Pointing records
==========

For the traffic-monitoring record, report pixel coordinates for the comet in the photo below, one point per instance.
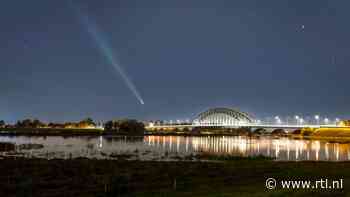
(106, 50)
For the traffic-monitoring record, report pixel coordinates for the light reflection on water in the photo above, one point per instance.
(161, 147)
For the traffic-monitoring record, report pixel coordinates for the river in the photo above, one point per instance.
(170, 147)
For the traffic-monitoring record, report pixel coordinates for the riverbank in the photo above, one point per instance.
(239, 177)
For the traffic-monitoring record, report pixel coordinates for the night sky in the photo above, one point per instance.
(264, 57)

==========

= What is asked =
Please output the material as a two-column CSV with columns named "request" and "answer", one row per item, putting each text and its answer in a single quoted field with line breaks turned into spaces. Cover every item in the material, and leave the pictures out.

= Task answer =
request,answer
"For the traffic-monitoring record, report pixel coordinates for the comet in the photo below, one point per instance.","(106, 50)"
"For the traffic-monitoring record, report pixel coordinates for the light reflection on water in the photo above, one point per instance.","(161, 147)"
"For the traffic-monitoring record, report pixel coordinates for the river in the photo above, one point per instance.","(170, 147)"
"For the traffic-monitoring record, report pixel coordinates for the riverbank in the photo above, one point per instance.","(239, 177)"
"For the traffic-monitoring record, report pixel coordinates for the night sky in the photo above, one point per instance.","(264, 57)"